→ Challenges:
A – Name every US state mentioned in the California piece.
B – Copy the California piece word for word from "T**********e 发帖数: 29576" to "math and science.".

T**********e 发帖数: 29576 | 1 By Victor Davis Hanson - August 16, 2012
Driving across California is like going from Mississippi to Massachusetts
without ever crossing a state line.
Consider the disconnects: California's combined income and sales taxes are
among the nation's highest, but the state's deficit is still about $16
billion. It's estimated that more than 2,000 upper-income Californians are
leaving per week to flee high taxes and costly regulations, yet California
wants to raise taxes even higher; its business climate already ranks near
the bottom of most surveys. Its teachers are among the highest paid on
average in the nation, but its public school students consistently test near
the bottom of the nation in both math and science.

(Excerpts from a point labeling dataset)
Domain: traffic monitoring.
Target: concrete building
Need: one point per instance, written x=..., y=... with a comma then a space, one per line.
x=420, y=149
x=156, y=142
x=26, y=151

→ Expected responses:
A – California, Mississippi, Massachusetts

B –
T**********e 发帖数: 29576 | 1 By Victor Davis Hanson - August 16, 2012
Driving across California is like going from Mississippi to Massachusetts
without ever crossing a state line.
Consider the disconnects: California's combined income and sales taxes are
among the nation's highest, but the state's deficit is still about $16
billion. It's estimated that more than 2,000 upper-income Californians are
leaving per week to flee high taxes and costly regulations, yet California
wants to raise taxes even higher; its business climate already ranks near
the bottom of most surveys. Its teachers are among the highest paid on
average in the nation, but its public school students consistently test near
the bottom of the nation in both math and science.